Directive
Can you turn every line of the items below into a numbered list, leaving out any blank lines?

[Source records]
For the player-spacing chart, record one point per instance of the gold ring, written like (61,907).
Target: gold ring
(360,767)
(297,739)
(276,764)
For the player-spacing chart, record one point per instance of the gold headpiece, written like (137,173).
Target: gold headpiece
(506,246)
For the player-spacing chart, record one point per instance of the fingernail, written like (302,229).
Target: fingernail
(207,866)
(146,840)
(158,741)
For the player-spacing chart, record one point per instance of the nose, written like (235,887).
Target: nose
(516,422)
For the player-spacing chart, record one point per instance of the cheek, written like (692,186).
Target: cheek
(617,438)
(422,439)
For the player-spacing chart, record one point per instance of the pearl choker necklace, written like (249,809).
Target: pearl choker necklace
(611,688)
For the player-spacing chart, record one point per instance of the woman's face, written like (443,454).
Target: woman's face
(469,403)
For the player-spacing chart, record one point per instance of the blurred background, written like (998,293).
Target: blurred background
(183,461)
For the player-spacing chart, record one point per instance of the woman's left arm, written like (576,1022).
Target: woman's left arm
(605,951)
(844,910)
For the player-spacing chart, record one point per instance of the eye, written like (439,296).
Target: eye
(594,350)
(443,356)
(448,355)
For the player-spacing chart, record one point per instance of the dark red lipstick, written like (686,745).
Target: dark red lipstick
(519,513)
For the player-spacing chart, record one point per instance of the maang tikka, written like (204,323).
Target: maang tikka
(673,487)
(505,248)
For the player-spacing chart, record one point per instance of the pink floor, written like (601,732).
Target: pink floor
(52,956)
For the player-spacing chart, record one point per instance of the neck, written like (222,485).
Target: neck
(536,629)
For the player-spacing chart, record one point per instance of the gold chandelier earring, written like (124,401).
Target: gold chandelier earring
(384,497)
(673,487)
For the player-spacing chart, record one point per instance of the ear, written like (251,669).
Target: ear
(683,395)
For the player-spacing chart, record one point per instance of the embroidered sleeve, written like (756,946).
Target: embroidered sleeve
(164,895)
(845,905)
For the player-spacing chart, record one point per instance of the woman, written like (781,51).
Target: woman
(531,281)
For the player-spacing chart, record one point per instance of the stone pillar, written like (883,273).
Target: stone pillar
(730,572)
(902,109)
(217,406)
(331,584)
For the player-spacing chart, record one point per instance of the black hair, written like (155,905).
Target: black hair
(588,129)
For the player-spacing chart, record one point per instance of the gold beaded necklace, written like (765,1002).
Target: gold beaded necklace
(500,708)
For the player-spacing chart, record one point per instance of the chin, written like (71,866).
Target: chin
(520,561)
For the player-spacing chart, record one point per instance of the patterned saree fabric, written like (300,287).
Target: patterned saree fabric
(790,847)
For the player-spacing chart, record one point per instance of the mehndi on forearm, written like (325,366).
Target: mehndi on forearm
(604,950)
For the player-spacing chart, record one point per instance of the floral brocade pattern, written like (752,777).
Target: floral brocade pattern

Full answer
1. For the player-spacing chart, record one point per instance of the gold ring, written like (61,907).
2. Target: gold ring
3. (360,767)
4. (297,739)
5. (276,764)
6. For the player-spacing chart, record one point per instance of the gold headpiece, written like (137,173).
7. Target: gold headpiece
8. (506,246)
9. For the player-spacing chart, record one point per instance of the fingernail, written like (302,229).
10. Target: fingernail
11. (207,866)
12. (146,840)
13. (158,741)
14. For the player-spacing chart, record one point per instance of the nose, written like (235,887).
15. Target: nose
16. (516,422)
17. For the player-spacing chart, record one point per instance of the cheek, written like (692,186).
18. Target: cheek
19. (617,438)
20. (422,439)
21. For the player-spacing chart, record one point per instance of the pearl choker necklace, written like (249,809).
22. Target: pearl choker necklace
23. (611,688)
24. For the player-spacing chart, record one point per instance of the woman's face, written like (443,454).
25. Target: woman's face
26. (469,403)
27. For the player-spacing chart, record one point per instance of the blurred background, written like (998,293).
28. Target: blurred background
29. (183,461)
30. For the player-spacing chart, record one point per instance of the woman's left arm, written like (576,1022).
31. Target: woman's left arm
32. (605,951)
33. (844,910)
34. For the player-spacing chart, record one point per instance of the eye, written like (439,296).
35. Target: eye
36. (594,350)
37. (443,356)
38. (448,355)
39. For the player-spacing chart, record one point per instance of the dark red lipstick, written like (686,745).
40. Target: dark red lipstick
41. (519,513)
42. For the player-spacing chart, record one point per instance of the maang tikka, written like (204,323).
43. Target: maang tikka
44. (673,487)
45. (505,248)
46. For the player-spacing chart, record one point per instance of the pink floor, written like (601,732).
47. Target: pink floor
48. (52,956)
49. For the player-spacing chart, record one point per instance of the neck, written like (222,485).
50. Target: neck
51. (536,629)
52. For the player-spacing chart, record one point per instance of the gold chandelier earring, written like (124,401).
53. Target: gold chandelier earring
54. (384,497)
55. (673,487)
56. For the player-spacing chart, record one point per instance of the ear, written like (251,669).
57. Target: ear
58. (683,395)
59. For the player-spacing chart, record one point per instance of the embroidered sleeve, written like (756,946).
60. Target: embroidered sleeve
61. (164,895)
62. (845,905)
63. For the player-spacing chart, record one point per instance of the woman, written like (781,51).
64. Target: woman
65. (531,281)
66. For the player-spacing chart, record one point per instance of the stone pillar, written like (883,273).
67. Target: stone pillar
68. (730,572)
69. (902,109)
70. (217,406)
71. (331,584)
72. For the player-spacing chart, record one point per instance of the black hair, written like (155,905).
73. Target: black hair
74. (588,129)
75. For the player-spacing chart, record one point per instance of the gold beaded necklace, written like (765,1002).
76. Target: gold beaded necklace
77. (500,708)
78. For the player-spacing chart, record one point per instance of the chin, written like (71,866).
79. Target: chin
80. (520,561)
81. For the player-spacing chart, record one point per instance of the patterned saree fabric, written like (300,287).
82. Target: patterned saree fabric
83. (790,847)
84. For the player-spacing chart, record one point per instance of the mehndi on forearm, written like (325,366).
85. Target: mehndi on forearm
86. (604,950)
87. For the player-spacing chart, record one point per instance of the floral brocade pattern, written like (752,777).
88. Target: floral brocade pattern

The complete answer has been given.